# Excerpted data
>> begin

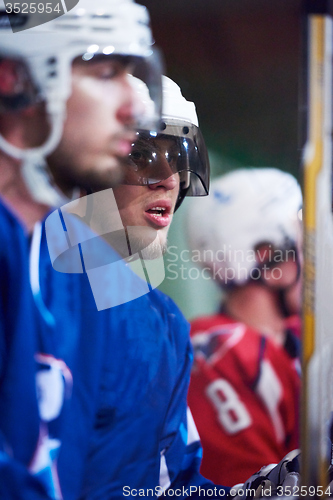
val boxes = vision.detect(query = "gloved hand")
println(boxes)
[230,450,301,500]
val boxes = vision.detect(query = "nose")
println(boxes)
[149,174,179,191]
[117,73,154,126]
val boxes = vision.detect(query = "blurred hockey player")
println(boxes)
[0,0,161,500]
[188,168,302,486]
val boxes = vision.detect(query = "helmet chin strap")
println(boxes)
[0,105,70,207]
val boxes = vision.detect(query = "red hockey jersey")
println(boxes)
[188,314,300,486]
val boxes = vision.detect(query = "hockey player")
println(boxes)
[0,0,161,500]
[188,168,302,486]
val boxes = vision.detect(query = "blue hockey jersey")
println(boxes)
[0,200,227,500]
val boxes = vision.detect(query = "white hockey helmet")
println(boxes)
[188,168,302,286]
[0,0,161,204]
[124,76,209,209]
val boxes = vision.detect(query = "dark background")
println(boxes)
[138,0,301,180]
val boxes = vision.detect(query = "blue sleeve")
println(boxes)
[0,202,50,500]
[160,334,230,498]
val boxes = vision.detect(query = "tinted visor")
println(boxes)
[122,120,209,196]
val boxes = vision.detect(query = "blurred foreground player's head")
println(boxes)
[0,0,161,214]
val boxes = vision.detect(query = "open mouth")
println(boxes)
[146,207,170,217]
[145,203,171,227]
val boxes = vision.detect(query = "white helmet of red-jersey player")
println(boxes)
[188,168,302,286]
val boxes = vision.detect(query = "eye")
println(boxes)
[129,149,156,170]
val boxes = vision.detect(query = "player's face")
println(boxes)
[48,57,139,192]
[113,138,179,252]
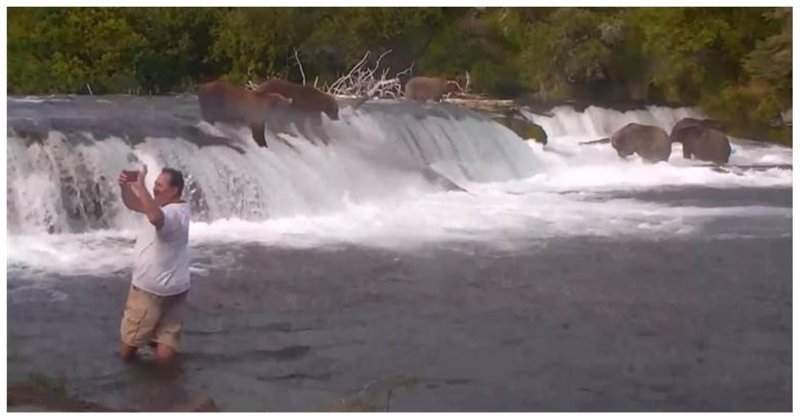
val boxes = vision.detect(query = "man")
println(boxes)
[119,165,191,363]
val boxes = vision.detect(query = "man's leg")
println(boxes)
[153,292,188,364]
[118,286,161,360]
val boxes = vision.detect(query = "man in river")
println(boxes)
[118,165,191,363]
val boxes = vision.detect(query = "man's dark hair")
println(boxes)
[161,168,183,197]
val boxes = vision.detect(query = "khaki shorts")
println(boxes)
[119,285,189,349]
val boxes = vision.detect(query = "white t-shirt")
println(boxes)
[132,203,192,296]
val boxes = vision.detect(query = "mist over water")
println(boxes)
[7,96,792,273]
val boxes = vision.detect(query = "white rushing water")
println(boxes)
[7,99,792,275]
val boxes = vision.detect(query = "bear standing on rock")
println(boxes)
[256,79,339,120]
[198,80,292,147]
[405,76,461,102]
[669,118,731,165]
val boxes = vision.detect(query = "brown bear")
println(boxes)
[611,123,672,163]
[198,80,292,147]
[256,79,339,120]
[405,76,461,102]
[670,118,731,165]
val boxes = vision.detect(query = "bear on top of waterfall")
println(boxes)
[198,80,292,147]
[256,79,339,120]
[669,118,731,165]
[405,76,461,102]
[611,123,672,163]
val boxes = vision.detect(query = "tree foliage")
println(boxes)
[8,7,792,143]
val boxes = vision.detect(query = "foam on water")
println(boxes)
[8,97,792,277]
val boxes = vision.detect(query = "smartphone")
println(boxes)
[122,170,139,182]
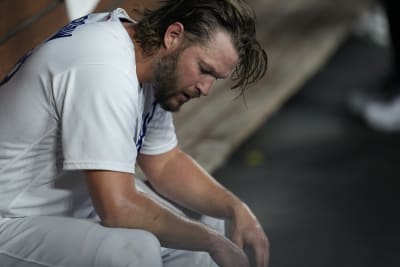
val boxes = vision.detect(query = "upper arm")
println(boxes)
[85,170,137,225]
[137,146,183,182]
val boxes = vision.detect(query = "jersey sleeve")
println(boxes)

>> end

# Aim of the task
Convert every line of the listing above into a JSON array of strings, one string per line. Omit blank lines and the picture lines.

# Response to the exercise
[
  "val boxes = vision.detect(query = \"gloved hand\")",
  "println(boxes)",
  "[230,450,301,500]",
  "val boxes = vision.detect(query = \"nose\")",
  "println(boxes)",
  "[149,174,179,191]",
  "[117,73,154,126]",
  "val boxes = vision.detect(query = \"blurred hockey player\")",
  "println(boxes)",
  "[0,0,161,500]",
  "[188,168,302,486]",
  "val boxes = vision.detect(query = \"helmet chin strap\")",
  "println(boxes)",
  "[0,105,70,207]",
  "val boxes = vision.detect(query = \"red hockey jersey\")",
  "println(boxes)",
  "[188,314,300,486]",
  "val boxes = vision.detect(query = \"hockey player\")",
  "println(boxes)",
  "[0,0,161,500]",
  "[188,168,302,486]",
  "val boxes = vision.detect(query = \"blue hockey jersey\")",
  "println(boxes)",
  "[0,200,227,500]",
  "val boxes = vision.detect(query = \"white hockey helmet\")",
  "println(boxes)",
  "[188,168,302,286]",
  "[0,0,161,204]",
  "[124,76,209,209]",
  "val boxes = vision.detect(query = \"dark background\")",
  "println(boxes)",
  "[138,0,301,180]",
  "val boxes = vision.detect(query = \"blue sleeve\")",
  "println(boxes)",
  "[0,202,50,500]",
  "[160,334,230,498]",
  "val boxes = vision.detect(query = \"tinted visor\")",
  "println(boxes)",
  "[122,120,209,196]",
  "val boxes = vision.detect(query = \"blurred foreground player's head\")",
  "println(boxes)",
  "[0,0,161,214]",
  "val boxes = vision.detect(query = \"open mouth\")",
  "println(boxes)",
  "[146,207,170,217]",
  "[145,203,171,227]",
  "val boxes = vision.detect(query = \"white helmet of red-jersey player\")",
  "println(boxes)",
  "[188,168,302,286]",
  "val boxes = vision.detect(query = \"eye\")",
  "println(boxes)",
  "[129,149,156,170]",
  "val boxes = vision.detect(query = \"player's face\")",
  "println(boxes)",
  "[48,57,139,192]",
  "[113,138,179,252]",
  "val boxes = vision.detect(query = \"man\")",
  "println(boxes)",
  "[119,165,191,363]",
  "val boxes = vision.detect(query = \"man's leg\")",
  "println(boxes)",
  "[153,292,188,364]",
  "[118,286,161,360]",
  "val boxes = vision.detect(query = \"man in river\")",
  "println(boxes)",
  "[118,165,191,363]",
  "val boxes = vision.detect(query = \"man's dark hair\")",
  "println(boxes)",
  "[161,168,183,197]",
  "val boxes = vision.detect(query = \"khaki shorts\")",
  "println(boxes)",
  "[119,285,189,349]",
  "val boxes = vision.detect(query = \"white t-shirt\")",
  "println(boxes)",
  "[132,203,192,296]",
  "val boxes = vision.detect(query = \"mist over water\")",
  "println(boxes)",
  "[7,96,792,273]",
  "val boxes = vision.detect(query = \"white rushing water\")",
  "println(boxes)",
  "[7,99,792,275]",
  "val boxes = vision.detect(query = \"bear standing on rock\")",
  "println(boxes)",
  "[256,79,339,120]",
  "[198,80,292,147]",
  "[405,76,461,102]",
  "[669,118,731,165]",
  "val boxes = vision.detect(query = \"brown bear\")",
  "println(boxes)",
  "[611,123,672,163]",
  "[198,80,292,147]",
  "[256,79,339,120]",
  "[405,76,461,102]",
  "[670,118,731,165]",
  "val boxes = vision.detect(query = \"bear on top of waterfall\")",
  "println(boxes)",
  "[198,80,292,147]",
  "[256,79,339,120]",
  "[669,118,731,165]",
  "[405,76,461,102]",
  "[611,123,672,163]",
  "val boxes = vision.detect(query = \"tree foliage\")",
  "println(boxes)",
  "[8,7,792,143]",
  "val boxes = vision.detect(query = \"foam on water\")",
  "println(boxes)",
  "[8,97,792,277]",
  "val boxes = vision.detect(query = \"smartphone\")",
  "println(boxes)",
  "[122,170,139,182]",
  "val boxes = vision.detect(query = \"upper arm\")",
  "println(boxes)",
  "[85,170,137,225]",
  "[137,146,183,182]",
  "val boxes = vision.detect(query = \"jersey sleeve\")",
  "println(boxes)"
]